[Start Records for this exercise]

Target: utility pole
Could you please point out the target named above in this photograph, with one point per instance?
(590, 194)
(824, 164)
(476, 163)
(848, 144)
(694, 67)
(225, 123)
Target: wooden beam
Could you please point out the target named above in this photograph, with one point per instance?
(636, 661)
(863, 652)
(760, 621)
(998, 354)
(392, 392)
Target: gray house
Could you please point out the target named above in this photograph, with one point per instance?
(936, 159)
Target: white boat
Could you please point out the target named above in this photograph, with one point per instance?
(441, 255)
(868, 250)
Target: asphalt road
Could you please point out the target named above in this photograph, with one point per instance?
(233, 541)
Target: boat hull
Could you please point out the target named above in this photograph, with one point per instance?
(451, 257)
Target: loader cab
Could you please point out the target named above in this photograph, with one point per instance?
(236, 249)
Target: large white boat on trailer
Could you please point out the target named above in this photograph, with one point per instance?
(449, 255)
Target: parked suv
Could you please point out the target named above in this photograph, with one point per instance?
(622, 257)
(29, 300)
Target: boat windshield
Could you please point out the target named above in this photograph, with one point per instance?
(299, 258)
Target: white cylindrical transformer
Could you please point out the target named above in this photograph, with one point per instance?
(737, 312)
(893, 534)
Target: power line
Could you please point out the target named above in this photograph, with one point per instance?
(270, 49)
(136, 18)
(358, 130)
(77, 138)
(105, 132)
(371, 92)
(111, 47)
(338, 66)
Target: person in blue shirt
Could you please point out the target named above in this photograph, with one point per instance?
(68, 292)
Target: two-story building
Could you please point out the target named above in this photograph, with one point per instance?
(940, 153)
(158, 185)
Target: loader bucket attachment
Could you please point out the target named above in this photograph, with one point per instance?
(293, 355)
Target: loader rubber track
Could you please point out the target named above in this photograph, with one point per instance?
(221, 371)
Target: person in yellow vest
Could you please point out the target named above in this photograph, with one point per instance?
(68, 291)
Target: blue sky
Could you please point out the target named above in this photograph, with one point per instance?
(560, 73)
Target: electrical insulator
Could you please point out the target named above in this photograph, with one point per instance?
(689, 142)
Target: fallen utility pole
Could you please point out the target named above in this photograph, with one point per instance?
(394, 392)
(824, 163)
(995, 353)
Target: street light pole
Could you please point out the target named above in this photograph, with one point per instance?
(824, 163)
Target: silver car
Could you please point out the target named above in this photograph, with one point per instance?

[End Records for this exercise]

Restate the whole listing exactly, leaving out nothing.

Target: utility pole
Could you please point out the target named above in this photograph, with one point per instance?
(590, 194)
(824, 164)
(476, 163)
(848, 144)
(694, 67)
(225, 123)
Target: wooden beam
Could you please point out the target named above in this photograph, with one point per instance?
(636, 661)
(863, 652)
(760, 621)
(998, 354)
(392, 392)
Target: gray house
Could you please point out the target named above in this photograph, with one point per instance?
(936, 159)
Target: white boat
Could you please point out the target named above in this photograph, with one point per instance?
(441, 255)
(868, 250)
Target: asphalt road
Could you please point out the target named above in this photograph, with one point per instance?
(233, 541)
Target: boat hull
Could you please point out the target named above in this photograph, with one point per instance?
(451, 257)
Target: loader cab
Could you please point out the target named above in this photograph, with one point per instance?
(236, 249)
Target: large white boat on trailer
Could you please point out the target named above in this photograph, with one point per instance?
(449, 255)
Target: parked suv
Could you please point out the target named above in this photograph, with one point per instance?
(622, 257)
(29, 300)
Target: boat windshield
Could you please point out the target named above in this photograph, with one point per instance?
(299, 258)
Target: white cylindrical transformer
Could you please point out the target named above in this photograph, with one point per instance?
(737, 312)
(893, 534)
Target: power line
Could you please point out the target named above in this photograph, with one point per instance?
(270, 49)
(136, 18)
(358, 130)
(77, 138)
(105, 132)
(371, 92)
(111, 47)
(338, 66)
Target: person in blue shirt
Could you please point out the target named above in this photograph, with one point per instance?
(68, 292)
Target: two-story building
Could you please point out the target named above in this photograph, with one point per instance?
(940, 153)
(158, 185)
Target: loader bucket attachment
Could you please point out the target named above in this photograph, with one point per instance?
(293, 355)
Target: loader rubber track
Could you please point out the target named above in this photograph, with one point per instance?
(221, 371)
Target: person in yellow vest
Could you please point out the target named above in this photograph, with one point per instance?
(68, 291)
Target: blue sky
Could you please point out the target named above in this photograph, with one point per instance?
(560, 73)
Target: electrical insulator
Could you please point out the target named above in this photograph, with one point per instance?
(689, 142)
Target: fallen utility pole
Could you please point out the target named above in this photograph, with one point per instance?
(394, 392)
(824, 163)
(995, 353)
Target: street light pole
Could you please point out the target named above in this photograph, with one point per instance?
(824, 163)
Target: silver car
Could you please point out the target named above in this photograph, with one point per instance?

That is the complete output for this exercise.